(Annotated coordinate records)
____________
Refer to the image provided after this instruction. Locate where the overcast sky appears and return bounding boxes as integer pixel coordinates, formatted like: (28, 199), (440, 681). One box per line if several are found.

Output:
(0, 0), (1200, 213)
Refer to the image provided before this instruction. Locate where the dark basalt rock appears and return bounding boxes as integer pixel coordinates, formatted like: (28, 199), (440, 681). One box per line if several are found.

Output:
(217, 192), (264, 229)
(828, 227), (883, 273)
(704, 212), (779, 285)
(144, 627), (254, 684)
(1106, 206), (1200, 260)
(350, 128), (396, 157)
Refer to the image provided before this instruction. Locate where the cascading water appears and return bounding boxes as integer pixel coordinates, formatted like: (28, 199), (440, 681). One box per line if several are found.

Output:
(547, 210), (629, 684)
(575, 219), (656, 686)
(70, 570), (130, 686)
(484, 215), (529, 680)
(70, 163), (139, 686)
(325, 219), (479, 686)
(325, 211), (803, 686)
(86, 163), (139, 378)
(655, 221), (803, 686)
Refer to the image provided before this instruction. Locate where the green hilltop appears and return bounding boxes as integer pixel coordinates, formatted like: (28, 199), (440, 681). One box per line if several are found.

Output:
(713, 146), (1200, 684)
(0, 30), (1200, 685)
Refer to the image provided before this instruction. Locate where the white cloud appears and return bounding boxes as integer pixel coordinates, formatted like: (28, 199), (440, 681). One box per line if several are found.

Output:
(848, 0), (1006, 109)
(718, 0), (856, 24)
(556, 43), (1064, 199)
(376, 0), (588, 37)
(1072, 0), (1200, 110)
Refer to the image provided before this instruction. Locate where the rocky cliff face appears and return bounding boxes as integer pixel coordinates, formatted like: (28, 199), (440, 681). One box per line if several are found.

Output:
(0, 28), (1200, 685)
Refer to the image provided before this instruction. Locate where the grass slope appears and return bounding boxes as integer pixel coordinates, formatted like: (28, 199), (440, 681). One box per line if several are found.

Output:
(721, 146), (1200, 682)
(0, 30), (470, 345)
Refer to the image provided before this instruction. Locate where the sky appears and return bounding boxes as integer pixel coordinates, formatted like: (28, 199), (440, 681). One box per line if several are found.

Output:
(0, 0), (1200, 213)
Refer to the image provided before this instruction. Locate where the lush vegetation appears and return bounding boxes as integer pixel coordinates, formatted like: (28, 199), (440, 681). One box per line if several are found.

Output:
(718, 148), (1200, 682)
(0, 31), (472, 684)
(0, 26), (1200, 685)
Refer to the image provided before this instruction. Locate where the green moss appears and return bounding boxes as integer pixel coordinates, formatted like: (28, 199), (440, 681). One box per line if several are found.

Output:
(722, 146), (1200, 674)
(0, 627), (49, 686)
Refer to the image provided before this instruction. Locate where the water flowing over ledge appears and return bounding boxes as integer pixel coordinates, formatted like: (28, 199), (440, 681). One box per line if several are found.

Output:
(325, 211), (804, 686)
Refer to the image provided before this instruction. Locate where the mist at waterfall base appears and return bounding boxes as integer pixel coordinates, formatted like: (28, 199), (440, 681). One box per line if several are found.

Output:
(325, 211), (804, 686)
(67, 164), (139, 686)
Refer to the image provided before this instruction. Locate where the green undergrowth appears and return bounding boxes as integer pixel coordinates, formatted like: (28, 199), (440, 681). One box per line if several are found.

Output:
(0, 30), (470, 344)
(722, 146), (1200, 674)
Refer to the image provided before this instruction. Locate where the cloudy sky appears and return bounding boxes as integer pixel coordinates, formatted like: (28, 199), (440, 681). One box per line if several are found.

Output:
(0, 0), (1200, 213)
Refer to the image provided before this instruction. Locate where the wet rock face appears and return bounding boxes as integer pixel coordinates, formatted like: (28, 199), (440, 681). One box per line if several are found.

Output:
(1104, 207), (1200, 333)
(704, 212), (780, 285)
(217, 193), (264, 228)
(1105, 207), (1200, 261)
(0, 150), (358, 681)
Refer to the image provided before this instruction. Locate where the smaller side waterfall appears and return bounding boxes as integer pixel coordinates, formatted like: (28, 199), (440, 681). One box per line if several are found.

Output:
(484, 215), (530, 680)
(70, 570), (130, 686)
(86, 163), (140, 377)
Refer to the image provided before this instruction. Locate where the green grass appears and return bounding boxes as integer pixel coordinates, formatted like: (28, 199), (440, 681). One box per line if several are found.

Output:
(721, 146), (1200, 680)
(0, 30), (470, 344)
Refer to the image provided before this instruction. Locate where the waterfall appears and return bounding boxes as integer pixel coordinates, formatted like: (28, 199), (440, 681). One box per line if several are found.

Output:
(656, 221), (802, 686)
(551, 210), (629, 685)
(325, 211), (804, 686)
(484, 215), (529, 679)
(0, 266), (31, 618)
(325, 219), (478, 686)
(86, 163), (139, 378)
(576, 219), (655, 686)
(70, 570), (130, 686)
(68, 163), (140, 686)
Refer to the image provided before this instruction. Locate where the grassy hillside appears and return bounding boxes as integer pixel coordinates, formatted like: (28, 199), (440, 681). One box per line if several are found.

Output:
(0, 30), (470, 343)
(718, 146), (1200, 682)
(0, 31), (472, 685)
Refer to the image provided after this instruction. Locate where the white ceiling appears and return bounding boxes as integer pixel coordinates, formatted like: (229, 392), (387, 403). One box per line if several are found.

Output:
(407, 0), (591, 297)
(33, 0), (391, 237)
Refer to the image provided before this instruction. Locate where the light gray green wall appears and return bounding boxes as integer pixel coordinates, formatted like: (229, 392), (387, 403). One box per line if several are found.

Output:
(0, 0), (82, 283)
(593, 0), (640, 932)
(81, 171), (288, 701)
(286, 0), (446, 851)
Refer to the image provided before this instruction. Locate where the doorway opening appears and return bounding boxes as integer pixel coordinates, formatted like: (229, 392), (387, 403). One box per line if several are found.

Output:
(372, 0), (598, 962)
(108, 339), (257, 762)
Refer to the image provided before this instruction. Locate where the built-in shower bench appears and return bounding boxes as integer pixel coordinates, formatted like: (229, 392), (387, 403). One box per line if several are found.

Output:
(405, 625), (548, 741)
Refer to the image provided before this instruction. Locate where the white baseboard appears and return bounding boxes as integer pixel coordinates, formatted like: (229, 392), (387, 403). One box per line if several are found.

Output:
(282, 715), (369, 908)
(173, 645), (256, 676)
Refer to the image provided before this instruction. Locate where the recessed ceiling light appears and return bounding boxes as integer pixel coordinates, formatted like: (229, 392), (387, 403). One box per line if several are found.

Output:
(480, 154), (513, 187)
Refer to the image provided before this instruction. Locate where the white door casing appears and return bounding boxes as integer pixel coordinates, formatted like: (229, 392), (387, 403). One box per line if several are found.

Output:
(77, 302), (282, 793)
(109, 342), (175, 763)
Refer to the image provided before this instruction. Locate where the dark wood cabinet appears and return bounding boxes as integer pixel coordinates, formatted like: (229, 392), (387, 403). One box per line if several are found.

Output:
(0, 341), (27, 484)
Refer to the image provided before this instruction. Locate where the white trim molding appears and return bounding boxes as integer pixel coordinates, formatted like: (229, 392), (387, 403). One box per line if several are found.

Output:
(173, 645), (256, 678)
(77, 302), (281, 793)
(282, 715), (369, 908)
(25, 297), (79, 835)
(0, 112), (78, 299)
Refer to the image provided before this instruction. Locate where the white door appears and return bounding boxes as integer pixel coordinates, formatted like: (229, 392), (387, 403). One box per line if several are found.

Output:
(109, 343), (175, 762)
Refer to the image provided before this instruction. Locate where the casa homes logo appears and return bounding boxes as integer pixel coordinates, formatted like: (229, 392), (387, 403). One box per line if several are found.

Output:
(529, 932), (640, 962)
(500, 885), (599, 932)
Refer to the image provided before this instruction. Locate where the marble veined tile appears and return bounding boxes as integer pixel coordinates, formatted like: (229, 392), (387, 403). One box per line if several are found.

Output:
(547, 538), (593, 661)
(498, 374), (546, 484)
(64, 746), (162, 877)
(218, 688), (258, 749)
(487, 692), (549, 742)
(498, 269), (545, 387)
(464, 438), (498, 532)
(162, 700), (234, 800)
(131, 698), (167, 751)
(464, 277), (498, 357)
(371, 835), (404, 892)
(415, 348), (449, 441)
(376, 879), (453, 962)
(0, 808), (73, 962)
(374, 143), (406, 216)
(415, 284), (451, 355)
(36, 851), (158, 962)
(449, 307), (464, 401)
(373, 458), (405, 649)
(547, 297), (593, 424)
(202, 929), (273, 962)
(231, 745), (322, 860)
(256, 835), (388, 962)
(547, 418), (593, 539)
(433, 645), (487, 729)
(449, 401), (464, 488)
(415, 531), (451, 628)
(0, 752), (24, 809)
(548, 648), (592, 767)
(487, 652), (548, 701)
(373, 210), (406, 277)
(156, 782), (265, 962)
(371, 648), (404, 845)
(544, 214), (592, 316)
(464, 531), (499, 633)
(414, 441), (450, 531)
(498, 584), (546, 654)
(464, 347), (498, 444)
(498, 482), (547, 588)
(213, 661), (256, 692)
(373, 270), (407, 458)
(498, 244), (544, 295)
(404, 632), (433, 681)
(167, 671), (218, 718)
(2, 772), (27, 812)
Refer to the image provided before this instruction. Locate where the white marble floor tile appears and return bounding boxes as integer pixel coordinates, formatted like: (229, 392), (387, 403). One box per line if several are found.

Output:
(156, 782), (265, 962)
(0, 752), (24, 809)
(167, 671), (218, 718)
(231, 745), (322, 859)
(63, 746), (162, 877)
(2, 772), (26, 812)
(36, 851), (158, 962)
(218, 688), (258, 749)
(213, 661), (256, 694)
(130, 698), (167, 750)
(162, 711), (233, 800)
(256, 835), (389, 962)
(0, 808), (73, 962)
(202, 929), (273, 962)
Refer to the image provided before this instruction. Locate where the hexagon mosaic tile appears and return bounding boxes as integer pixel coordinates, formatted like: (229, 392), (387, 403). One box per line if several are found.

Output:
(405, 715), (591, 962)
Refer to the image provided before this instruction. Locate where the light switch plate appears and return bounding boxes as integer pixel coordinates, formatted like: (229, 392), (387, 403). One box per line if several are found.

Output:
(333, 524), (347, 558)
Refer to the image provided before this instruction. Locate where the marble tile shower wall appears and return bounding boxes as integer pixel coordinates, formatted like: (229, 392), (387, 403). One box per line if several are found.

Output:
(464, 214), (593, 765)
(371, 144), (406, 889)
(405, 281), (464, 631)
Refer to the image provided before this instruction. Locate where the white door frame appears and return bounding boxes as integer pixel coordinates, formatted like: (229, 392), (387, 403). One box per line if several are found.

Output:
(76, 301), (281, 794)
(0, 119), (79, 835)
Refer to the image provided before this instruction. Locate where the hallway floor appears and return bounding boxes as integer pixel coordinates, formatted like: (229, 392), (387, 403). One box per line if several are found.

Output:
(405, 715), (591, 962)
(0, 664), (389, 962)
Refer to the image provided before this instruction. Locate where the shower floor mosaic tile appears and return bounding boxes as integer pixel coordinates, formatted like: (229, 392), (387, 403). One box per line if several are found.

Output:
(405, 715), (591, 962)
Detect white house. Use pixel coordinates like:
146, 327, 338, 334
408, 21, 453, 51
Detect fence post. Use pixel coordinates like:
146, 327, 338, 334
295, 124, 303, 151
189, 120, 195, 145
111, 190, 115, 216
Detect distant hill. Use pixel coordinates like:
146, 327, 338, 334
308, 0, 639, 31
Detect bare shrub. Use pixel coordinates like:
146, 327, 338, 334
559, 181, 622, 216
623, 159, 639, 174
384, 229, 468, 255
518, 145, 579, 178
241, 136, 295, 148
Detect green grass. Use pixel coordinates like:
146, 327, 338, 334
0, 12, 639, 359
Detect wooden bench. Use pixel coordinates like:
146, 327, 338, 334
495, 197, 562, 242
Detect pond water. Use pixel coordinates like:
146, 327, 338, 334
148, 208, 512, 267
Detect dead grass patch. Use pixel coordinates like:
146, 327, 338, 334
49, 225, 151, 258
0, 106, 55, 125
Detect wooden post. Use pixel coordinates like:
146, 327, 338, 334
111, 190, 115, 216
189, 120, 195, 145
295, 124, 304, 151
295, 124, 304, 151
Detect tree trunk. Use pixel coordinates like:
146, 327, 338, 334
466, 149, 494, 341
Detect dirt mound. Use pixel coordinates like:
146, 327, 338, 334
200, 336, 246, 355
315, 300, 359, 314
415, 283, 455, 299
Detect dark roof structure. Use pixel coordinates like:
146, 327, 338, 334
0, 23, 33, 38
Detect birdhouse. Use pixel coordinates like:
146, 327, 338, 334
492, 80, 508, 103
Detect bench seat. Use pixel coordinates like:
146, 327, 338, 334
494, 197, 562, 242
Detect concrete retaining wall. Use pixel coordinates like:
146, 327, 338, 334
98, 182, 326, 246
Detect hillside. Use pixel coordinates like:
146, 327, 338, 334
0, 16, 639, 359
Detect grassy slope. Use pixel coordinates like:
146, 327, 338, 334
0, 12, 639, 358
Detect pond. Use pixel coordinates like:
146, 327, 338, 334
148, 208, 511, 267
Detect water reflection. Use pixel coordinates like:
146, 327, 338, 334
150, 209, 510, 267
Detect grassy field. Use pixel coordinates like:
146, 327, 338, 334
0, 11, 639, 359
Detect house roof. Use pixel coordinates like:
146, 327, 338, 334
____________
Work to complete — Return each line of the listing that contains the string "roof". Case counts.

Solved problem —
Detect dark roof structure. Use pixel coordinates like:
Detect house roof. Use pixel coordinates like:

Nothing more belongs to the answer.